Edit the lines from the line containing "of the older" to the line containing "[[274, 202], [619, 259]]", replacing "JSON array" with "JSON list" and leaving all other text unchanged. Return only those lines.
-----
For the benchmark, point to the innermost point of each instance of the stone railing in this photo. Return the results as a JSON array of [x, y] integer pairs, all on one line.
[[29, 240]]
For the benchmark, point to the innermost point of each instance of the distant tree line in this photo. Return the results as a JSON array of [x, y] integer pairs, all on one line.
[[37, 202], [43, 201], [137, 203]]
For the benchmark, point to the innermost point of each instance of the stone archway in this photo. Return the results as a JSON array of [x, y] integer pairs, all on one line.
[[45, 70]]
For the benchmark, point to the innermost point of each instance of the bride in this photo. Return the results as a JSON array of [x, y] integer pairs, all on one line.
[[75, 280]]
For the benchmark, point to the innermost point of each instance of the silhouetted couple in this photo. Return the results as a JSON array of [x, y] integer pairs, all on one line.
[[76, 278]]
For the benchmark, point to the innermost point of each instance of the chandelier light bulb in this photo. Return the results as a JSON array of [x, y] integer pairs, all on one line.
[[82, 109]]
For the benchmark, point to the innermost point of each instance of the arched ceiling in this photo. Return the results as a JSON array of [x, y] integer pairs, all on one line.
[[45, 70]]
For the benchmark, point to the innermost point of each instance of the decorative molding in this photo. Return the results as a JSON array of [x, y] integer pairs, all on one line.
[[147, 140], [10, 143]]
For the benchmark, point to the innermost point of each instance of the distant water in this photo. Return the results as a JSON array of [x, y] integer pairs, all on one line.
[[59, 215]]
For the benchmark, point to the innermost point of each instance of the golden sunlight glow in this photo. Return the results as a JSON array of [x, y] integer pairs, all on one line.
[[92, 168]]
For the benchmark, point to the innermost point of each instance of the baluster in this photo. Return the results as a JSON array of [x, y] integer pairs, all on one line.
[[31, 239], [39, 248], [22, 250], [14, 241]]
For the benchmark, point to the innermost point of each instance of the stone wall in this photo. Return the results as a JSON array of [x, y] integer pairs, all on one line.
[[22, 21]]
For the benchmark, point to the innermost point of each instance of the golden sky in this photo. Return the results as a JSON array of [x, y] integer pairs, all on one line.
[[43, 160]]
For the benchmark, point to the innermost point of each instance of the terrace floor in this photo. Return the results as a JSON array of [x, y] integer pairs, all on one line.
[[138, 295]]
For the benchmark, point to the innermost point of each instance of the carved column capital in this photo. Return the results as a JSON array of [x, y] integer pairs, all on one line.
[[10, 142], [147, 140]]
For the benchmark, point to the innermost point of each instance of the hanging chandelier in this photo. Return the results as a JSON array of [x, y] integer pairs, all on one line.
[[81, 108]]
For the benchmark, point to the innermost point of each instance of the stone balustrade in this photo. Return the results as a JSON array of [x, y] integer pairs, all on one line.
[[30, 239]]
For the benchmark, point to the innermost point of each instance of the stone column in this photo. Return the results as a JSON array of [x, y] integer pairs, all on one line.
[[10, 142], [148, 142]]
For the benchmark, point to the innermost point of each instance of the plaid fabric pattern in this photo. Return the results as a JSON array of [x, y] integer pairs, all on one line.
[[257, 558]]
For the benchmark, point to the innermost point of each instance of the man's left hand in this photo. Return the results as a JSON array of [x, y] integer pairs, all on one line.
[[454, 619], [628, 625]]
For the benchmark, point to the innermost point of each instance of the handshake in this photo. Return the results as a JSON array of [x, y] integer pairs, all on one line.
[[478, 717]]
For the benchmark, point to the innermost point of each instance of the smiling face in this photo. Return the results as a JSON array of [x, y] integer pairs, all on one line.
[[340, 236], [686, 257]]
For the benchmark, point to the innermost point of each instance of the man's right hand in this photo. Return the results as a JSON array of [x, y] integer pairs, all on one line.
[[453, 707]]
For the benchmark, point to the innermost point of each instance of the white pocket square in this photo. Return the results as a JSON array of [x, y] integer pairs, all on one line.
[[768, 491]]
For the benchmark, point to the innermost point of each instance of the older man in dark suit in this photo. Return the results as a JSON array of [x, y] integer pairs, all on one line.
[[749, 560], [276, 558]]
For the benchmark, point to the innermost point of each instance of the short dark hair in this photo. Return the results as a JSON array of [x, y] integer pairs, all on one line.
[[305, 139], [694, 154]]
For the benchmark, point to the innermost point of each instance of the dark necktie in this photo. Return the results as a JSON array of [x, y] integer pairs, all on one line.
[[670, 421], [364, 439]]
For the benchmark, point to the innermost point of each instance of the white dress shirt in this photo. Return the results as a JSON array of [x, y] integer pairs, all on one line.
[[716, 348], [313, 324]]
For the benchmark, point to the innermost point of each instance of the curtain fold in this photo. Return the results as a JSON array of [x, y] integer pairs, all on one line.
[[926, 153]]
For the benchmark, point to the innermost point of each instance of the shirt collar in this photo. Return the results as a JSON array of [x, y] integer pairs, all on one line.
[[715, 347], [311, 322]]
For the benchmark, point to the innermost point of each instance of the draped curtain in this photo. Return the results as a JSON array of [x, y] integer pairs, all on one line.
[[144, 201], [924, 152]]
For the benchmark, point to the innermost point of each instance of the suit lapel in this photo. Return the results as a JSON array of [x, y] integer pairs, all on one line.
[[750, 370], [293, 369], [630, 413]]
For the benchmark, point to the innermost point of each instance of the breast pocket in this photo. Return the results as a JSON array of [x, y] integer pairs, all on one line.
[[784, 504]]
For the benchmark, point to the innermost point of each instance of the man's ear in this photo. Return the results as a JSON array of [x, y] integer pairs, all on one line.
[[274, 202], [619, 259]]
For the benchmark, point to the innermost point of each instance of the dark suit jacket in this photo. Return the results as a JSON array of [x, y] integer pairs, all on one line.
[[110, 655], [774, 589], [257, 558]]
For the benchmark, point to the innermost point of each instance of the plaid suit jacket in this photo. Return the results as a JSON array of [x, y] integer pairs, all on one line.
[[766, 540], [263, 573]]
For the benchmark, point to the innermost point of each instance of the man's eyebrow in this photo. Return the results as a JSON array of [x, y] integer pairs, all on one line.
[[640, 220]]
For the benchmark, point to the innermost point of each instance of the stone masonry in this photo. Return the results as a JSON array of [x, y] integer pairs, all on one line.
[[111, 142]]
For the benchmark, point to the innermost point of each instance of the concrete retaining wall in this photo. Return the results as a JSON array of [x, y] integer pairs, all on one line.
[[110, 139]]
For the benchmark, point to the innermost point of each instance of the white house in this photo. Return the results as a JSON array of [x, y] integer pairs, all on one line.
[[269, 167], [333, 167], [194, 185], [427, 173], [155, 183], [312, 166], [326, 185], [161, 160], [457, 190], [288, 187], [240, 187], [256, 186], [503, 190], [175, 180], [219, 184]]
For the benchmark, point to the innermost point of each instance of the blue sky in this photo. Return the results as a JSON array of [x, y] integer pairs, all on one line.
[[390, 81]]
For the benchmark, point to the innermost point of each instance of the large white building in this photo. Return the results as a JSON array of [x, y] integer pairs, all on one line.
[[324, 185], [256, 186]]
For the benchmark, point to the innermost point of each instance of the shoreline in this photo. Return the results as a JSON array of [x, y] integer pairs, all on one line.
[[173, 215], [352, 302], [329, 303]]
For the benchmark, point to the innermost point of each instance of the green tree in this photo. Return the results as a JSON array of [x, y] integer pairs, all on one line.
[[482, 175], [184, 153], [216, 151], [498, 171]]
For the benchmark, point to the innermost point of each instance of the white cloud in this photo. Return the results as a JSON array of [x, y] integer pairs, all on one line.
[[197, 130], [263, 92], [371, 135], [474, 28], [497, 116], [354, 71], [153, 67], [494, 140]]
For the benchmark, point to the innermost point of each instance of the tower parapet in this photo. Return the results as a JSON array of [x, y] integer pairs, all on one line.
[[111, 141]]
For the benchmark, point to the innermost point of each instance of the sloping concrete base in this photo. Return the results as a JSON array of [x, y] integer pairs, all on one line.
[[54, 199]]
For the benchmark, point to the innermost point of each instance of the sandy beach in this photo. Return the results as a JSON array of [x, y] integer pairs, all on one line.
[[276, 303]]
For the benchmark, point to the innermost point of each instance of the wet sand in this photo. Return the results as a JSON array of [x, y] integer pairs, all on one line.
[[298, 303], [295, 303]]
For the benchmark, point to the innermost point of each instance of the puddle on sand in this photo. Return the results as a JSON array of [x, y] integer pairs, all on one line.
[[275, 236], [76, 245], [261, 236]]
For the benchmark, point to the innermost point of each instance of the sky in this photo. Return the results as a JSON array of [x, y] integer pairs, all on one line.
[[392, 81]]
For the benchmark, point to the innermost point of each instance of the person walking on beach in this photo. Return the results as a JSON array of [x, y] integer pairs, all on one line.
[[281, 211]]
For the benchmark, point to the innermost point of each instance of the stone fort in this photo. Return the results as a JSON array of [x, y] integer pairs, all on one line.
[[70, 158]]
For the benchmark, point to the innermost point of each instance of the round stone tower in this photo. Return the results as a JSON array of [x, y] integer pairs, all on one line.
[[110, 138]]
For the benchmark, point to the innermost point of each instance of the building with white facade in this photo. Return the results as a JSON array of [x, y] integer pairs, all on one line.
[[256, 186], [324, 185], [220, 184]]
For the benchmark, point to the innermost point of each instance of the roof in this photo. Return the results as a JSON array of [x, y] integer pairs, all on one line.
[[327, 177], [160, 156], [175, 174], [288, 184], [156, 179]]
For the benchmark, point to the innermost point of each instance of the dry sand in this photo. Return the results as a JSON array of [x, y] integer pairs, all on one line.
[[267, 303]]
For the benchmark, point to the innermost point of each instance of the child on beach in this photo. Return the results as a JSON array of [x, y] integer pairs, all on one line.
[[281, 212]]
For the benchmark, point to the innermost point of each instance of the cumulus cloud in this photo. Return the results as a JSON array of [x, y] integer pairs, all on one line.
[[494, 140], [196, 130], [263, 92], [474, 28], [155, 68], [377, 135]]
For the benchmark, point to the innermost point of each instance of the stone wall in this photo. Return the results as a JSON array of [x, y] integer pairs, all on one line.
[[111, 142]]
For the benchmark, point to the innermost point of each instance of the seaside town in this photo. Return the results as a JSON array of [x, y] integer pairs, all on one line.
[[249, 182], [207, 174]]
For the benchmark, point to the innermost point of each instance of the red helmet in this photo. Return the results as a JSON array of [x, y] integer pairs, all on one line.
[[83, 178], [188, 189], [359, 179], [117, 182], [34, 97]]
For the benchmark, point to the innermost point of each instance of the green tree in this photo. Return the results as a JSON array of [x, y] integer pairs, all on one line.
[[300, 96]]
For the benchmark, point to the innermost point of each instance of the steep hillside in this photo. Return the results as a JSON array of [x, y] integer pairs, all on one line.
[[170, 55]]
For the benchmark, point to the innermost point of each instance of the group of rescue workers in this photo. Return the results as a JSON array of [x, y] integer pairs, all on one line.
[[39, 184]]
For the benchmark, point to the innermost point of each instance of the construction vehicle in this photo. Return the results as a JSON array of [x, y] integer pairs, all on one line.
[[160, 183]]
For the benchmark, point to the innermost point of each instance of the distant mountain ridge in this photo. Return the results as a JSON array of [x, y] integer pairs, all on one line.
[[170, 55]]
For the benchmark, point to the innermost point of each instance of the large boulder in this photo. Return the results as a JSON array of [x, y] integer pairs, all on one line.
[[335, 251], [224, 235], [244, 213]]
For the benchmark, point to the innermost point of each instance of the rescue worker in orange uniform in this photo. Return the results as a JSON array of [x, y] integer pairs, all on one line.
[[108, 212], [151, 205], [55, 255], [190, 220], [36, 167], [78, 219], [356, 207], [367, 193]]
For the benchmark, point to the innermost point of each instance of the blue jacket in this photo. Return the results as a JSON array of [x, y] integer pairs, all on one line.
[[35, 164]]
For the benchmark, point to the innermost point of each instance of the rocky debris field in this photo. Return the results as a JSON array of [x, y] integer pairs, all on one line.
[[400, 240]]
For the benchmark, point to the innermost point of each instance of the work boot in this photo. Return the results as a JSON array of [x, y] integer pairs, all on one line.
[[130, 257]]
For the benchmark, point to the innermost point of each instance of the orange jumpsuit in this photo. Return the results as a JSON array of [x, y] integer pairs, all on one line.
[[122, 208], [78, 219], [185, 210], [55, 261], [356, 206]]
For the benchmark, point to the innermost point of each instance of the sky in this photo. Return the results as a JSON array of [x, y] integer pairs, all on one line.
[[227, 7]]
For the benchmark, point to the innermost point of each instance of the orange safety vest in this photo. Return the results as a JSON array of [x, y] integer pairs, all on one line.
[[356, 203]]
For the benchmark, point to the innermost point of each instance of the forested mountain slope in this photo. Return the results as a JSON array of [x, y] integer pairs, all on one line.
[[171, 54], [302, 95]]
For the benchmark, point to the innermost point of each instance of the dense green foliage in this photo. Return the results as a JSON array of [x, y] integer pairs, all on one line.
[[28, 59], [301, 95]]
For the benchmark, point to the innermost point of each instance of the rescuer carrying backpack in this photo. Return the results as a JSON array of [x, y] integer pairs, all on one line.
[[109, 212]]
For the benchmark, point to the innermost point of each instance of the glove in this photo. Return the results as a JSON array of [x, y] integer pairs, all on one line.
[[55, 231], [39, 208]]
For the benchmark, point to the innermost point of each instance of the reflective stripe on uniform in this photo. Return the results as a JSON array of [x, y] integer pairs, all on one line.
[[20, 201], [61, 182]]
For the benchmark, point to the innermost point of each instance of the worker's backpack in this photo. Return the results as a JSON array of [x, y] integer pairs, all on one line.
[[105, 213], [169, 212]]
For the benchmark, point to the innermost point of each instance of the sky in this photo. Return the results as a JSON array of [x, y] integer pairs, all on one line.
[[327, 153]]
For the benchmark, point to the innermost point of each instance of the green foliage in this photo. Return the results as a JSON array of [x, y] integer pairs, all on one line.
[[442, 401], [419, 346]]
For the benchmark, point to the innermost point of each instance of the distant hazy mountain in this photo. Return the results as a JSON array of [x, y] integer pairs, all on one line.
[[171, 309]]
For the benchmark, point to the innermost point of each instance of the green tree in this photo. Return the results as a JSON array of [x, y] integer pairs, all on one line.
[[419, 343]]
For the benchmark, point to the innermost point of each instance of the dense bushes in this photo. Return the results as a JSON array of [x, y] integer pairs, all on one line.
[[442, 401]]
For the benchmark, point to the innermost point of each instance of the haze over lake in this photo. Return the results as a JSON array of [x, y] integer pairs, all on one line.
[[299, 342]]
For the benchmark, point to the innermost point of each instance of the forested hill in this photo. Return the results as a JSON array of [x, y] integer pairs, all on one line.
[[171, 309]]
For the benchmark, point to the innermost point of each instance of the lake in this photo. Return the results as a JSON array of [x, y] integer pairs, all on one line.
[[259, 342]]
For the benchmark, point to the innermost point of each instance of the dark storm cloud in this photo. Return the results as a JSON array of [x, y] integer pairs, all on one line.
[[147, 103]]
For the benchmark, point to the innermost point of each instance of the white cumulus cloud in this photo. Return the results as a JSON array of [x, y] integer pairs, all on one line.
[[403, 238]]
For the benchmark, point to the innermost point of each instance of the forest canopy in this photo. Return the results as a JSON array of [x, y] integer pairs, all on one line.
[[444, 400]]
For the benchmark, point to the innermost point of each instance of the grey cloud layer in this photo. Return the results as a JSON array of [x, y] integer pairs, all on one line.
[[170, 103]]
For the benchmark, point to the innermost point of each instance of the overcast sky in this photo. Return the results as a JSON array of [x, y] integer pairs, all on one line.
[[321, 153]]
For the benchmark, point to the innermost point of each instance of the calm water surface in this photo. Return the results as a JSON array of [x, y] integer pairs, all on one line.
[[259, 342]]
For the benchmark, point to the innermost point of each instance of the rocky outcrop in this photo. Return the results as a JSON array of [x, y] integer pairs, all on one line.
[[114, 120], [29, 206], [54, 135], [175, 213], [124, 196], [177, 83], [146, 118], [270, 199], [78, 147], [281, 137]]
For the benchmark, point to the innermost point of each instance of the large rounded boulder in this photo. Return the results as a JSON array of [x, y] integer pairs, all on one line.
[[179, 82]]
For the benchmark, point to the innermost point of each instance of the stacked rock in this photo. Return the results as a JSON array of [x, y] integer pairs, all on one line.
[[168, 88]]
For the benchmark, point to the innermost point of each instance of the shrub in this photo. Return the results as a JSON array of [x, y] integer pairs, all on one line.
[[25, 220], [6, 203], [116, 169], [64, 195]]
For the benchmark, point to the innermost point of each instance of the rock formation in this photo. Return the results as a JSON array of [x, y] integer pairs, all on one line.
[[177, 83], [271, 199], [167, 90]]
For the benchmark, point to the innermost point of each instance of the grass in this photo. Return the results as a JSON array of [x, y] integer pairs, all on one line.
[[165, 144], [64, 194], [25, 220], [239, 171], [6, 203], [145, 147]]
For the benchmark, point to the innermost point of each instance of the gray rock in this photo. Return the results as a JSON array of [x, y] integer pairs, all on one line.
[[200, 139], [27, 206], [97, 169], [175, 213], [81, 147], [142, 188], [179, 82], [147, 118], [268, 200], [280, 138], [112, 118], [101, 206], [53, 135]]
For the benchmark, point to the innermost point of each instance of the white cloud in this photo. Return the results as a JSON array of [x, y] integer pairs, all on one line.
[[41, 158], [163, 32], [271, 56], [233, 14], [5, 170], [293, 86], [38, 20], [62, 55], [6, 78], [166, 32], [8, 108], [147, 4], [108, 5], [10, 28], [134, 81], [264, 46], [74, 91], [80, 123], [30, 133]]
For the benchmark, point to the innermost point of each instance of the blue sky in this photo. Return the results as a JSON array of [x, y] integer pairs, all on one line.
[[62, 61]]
-----
- **WORKED ANSWER**
For the benchmark, point to the innermost point of each instance of the older man in dark suit in this photo. Return the results as a JSON list of [x, y] integer pairs, all on one line.
[[749, 560], [276, 558]]
For the benchmark, point to the innermost point of each instance of the short dark hair in this photo. Return the results as a JSON list of [x, y] integer pairs, all on one line.
[[305, 139], [694, 154]]
For the benchmark, point to the innermost point of each instance of the dark necktie in this photo. Return the results as a JSON list of [x, y] integer pairs, all on one line.
[[670, 421], [364, 439]]
For the benchmark, point to the innermost point of each instance of the white dress shirt in this photo. Return the results as a JSON list of [x, y] integer pairs, all on one line.
[[716, 348], [313, 324]]
For the benchmark, point to the innermost point of each instance of the curtain fold in this photo. Return the results as a JSON list of [x, y] integer pairs, all on one line.
[[926, 153]]
For the benchmark, point to the innermost point of each instance of the shirt collar in this photo. Return the results as a JSON list of [x, y] integer pairs, all on one line.
[[715, 347], [311, 322]]
For the benchmark, point to the innermost point of each instance of the draped curtain in this photo. Return the results as a JSON list of [x, y] integer pairs, all on one line.
[[144, 201], [924, 152]]
For the benchmark, point to the innermost point of each instance of the suit lapel in this photo. Return the results as a JSON list of [x, y] integer pairs, all on one line.
[[750, 370], [293, 369], [630, 413]]
For the benchmark, point to the innermost point of each instance of the breast pocket in this photo. Return the results as a JSON list of [x, y] integer pairs, all on one line.
[[784, 504]]
For the benchmark, point to the innermost point of each instance of the man's ear in this photo. Return the results as a JSON list of [x, y] integer pairs, all on one line.
[[274, 202], [619, 259]]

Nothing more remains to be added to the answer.